- **À compléter**
A: Transcrivez fidèlement un passage de l'extrait sur le financement climatique : commencez aux mots "Encore fallait-il résoudre" et arrêtez-vous après les mots "pays en développement.".
B: D'après l'extrait sur le financement climatique, combien de pays compose le club des financeurs selon la liste établie en 1992 ?
C: Rédigez la suite de l'extrait sur le financement climatique, à partir de l'endroit où il s'arrête.

- **Extrait du document**
======

Encore fallait-il résoudre trois questions épineuses :
- Qui doit contribuer ?
- Quel montant global ?
- Et en quoi il consiste (aides publiques, prêts et/ou financements privés) ?
Comme souvent, elles ont cristallisé les tensions entre pays développés et pays en développement.
Trillions, Not Billions
Ces derniers se sont mis d’accord sur un objectif de 1 300 milliards de dollars, principalement sous la forme d’aides étatiques. Ils ont été soutenus par le slogan « Trillions, Not Billions! » (« des milliers de milliards, pas des milliards ») des activistes, le tube de ces deux semaines.
Côté pays développés, avant de discuter d’un montant, la demande principale était d’élargir le club des financeurs. Composé de 23 pays (et l’Union européenne) selon une liste établie en 1992, celui-ci n’inclut pas des pays comme la Chine ou les pays du Golfe. Ils militaient également pour une plus grande part de prêts et d’investissement privé.
L’accouchement douloureux d’un texte peu ambitieux
Tout au long des deux semaines, la frustration et l’inquiétude des pays en développement ont grandi, entre les faibles avancées des négociations et la stratégie des pays développés d’attendre le dernier moment pour évoquer le montant global. Une proposition d’accord a finalement émergé pendant les deux derniers jours dans l’espoir de trouver un consensus autour d’un texte flou.

======

[Enregistrements du jeu de données]
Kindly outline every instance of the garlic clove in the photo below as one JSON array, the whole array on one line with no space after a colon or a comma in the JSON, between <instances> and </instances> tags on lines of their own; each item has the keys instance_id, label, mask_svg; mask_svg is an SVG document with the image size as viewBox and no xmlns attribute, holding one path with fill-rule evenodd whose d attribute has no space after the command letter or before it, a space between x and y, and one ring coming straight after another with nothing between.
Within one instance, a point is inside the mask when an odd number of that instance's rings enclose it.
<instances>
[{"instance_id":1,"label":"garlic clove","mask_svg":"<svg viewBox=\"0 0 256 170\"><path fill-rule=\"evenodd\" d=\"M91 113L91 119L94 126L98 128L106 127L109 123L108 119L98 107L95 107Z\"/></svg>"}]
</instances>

======

- **Réponses par tâche**
A:
Encore fallait-il résoudre trois questions épineuses :
- Qui doit contribuer ?
- Quel montant global ?
- Et en quoi il consiste (aides publiques, prêts et/ou financements privés) ?
Comme souvent, elles ont cristallisé les tensions entre pays développés et pays en développement.

B: Il se compose de 23 pays, auxquels s'ajoute l'Union européenne.

C:
Il « fixe » comme objectif d’atteindre un financement « d’au moins 300 milliards par an d’ici 2035 » de l’action, mené par les pays développés à destination des pays en développement et « provenant d’une variété de sources, publiques et privées ». Et « encourage » les pays en développement à y participer, sur une base volontaire.
Dans le même temps, il « appelle tous les acteurs à travailler ensemble » – une formulation aussi peu engageante que possible – pour que le financement de l’action climatique dans les pays en développement atteigne au moins 1 300 milliards de dollars par an. Pour les détails, il faudra suivre les prochaines éditions.
Un accord et un tollé
En soi, l’adoption d’un accord peut sonner comme une petite victoire, tant les discussions étaient encore bloquées le samedi, un jour après la date de clôture prévue. Finalement, au bout de la nuit, le président de la COP frappe dans la hâte son marteau pour officialiser l’adoption de la dernière version du texte. Une image pas sans rappeler celle de Laurent Fabius lors de la COP21… jusqu’à l’attaque de plusieurs pays du Sud qui ont immédiatement pris la parole pour dénoncer l’accord.
C’est une mise en scène, et nous sommes extrêmement déçus. Ce document n’est rien d’autre qu’une illusion d’optique.
Chandni Raina, déléguée de l’Inde
Les pays développés veulent que nous respections le seuil de + 1,5 °C de réchauffement, mais s’opposent à ce que les pays en développement aient les moyens de baisser leurs émissions.
Diego Pacheco, délégué de la Bolivie
Nul doute que la question du financement reviendra sur la table lors des prochaines COP.
Aucun pays n’a obtenu tout ce qu’il voulait, et nous quittons Bakou avec une montagne de travail à accomplir.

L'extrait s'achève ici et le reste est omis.